_Extracted text_
━━━━━━━━

Skip to content
  • Patrick Steinhardt's avatar
    git: Speed up git-upload-pack(1) via new bitmap boundary traversal · 678fcadf
    Patrick Steinhardt authored
    During packfile negotiation, git-upload-pack(1) needs to figure out
    which objects to send to the client side. This is done by separating the
    object graph into two sets:
    
        - "Haves" are objects that the client already has available locally
          and that the server thus does not need to send.
    
        - "Wants" are objects that the clients wants to fetch.
    
    The set of objects that git-upload-pack(1) needs to send is then the set
    of wants with all haves excluded. The naive way to figure this out is to
    walk through both of these sets and paint the objects accordingly. This
    can be quite expensive though as history and thus the amount of objects
    that need to be painted grows.
    
    Git has thus introduced bitmaps which are generated for a subset of the
    commits. For any such commit, the bitmap will immediately identify all
    objects that are transitively reachable from that specific commit. So as
    soon as we hit such a commit that has an associated bitmap, we can abort
    the graph walk as we already know transatively reachable objects from
    thereon.

━━━━━━━━

_Records provided_

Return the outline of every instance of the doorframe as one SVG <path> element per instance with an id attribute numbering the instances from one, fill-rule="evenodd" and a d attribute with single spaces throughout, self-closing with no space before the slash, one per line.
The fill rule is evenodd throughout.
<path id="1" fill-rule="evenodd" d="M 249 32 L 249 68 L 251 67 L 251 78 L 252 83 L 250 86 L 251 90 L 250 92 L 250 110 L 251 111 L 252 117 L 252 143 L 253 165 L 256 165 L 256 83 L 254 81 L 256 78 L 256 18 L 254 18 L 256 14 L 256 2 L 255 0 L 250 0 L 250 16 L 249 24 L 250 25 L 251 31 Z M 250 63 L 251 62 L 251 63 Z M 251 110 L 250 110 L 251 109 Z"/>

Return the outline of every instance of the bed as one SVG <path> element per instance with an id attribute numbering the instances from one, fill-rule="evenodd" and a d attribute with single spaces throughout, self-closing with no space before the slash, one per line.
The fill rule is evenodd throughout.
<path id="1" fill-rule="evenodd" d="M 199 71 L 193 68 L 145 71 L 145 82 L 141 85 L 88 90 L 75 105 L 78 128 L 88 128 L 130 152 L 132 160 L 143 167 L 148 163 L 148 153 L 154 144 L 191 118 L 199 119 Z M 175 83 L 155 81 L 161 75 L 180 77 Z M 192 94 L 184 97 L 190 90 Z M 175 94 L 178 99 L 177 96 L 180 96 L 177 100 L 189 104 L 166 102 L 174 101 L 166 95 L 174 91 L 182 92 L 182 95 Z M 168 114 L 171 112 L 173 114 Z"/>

━━━━━━━━

_Goal A_
Quote the entries word for word, everything from the line containing "Return the outline of every instance of the bed" down to the end of the entries, with both ends included.
_Goal B_
Extend the commit message about speeding up git-upload-pack(1) with bitmap boundary traversal, picking up right after its last sentence.

_Right answer A_
Return the outline of every instance of the bed as one SVG <path> element per instance with an id attribute numbering the instances from one, fill-rule="evenodd" and a d attribute with single spaces throughout, self-closing with no space before the slash, one per line.
The fill rule is evenodd throughout.
<path id="1" fill-rule="evenodd" d="M 199 71 L 193 68 L 145 71 L 145 82 L 141 85 L 88 90 L 75 105 L 78 128 L 88 128 L 130 152 L 132 160 L 143 167 L 148 163 L 148 153 L 154 144 L 191 118 L 199 119 Z M 175 83 L 155 81 L 161 75 L 180 77 Z M 192 94 L 184 97 L 190 90 Z M 175 94 L 178 99 L 177 96 L 180 96 L 177 100 L 189 104 L 166 102 L 174 101 L 166 95 L 174 91 L 182 92 L 182 95 Z M 168 114 L 171 112 L 173 114 Z"/>

_Right answer B_
    The current algorithm that's used by Git does not perform well though in
    repositories that have sparse bitmap coverage of commits, which is the
    case especially in large monorepositories with many references. The
    chance that any such bitmap is going to be beneficial diminishes as it
    becomes less likely that we eventually hit the bitmapped objects. The
    consequence is that the bitmap walk is oftentimes slower than the normal
    walk in such cases.
    
    To address the issue, Git has introduced a new algorithm in commit
    b0afdce5da (pack-bitmap.c: use commit boundary during bitmap traversal,
    2023-05-08). Instead of biulding up a complete bitmap first, the new
    algorithm only starts to build up bitmaps when the boundary between
    haves and wants is hit. This reduces the overhead of bitmaps by just
    building up bitmap coverage when required.
    
    This new algorithm has the downside that it's not exact anymore and may
    thus lead to too many objects being sent over the wire. This is not a
    huge problem in general though, as the normal non-bitmapped walk already
    has the same property. This is traded in for increased performance
    though especially in the case where there are many haves and only a few
    wants.
    
    This commit enables the new traversal for git-upload-pack(1), which does
    exactly such a large reachability check via `git rev-list --not --all`
    in its connectivity check. It's not yet clear whether this will indeed
    result in a speedup, but by putting this behind a feature flag we should
    be in a good position to test.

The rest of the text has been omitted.